--- SUPPLIED RECORDS ---
<<<<
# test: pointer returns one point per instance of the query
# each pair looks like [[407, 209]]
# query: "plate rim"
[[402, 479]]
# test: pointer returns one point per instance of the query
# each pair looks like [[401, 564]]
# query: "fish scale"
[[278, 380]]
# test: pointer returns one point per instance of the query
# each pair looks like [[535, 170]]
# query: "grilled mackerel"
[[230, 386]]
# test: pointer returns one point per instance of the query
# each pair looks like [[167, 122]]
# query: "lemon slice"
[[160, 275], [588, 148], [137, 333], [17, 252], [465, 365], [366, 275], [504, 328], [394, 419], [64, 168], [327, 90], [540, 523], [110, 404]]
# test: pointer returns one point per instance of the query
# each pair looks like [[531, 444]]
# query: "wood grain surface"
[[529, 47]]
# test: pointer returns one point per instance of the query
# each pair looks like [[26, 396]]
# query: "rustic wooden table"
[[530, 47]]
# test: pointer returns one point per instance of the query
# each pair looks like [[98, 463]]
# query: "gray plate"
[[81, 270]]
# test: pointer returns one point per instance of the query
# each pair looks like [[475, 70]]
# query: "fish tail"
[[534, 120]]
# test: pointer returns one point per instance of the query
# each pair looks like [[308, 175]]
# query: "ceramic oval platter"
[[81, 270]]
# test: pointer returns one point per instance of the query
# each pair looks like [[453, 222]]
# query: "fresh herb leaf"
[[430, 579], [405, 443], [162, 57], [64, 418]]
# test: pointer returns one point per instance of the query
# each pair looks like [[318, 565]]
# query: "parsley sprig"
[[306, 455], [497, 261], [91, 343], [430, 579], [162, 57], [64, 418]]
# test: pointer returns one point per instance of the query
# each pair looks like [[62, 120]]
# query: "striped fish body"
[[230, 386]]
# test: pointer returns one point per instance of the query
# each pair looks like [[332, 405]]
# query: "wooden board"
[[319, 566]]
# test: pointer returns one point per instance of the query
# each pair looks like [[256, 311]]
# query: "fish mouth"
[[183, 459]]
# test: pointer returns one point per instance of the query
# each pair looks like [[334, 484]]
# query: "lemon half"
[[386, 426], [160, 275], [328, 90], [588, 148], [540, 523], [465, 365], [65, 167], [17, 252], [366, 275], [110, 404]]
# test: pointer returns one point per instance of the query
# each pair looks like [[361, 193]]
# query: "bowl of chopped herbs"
>>>>
--- GIVEN TASK ---
State how many lines in the rows above contain the string "fish", with case counting. Reply with the number only.

--- CORRECT RESPONSE ---
4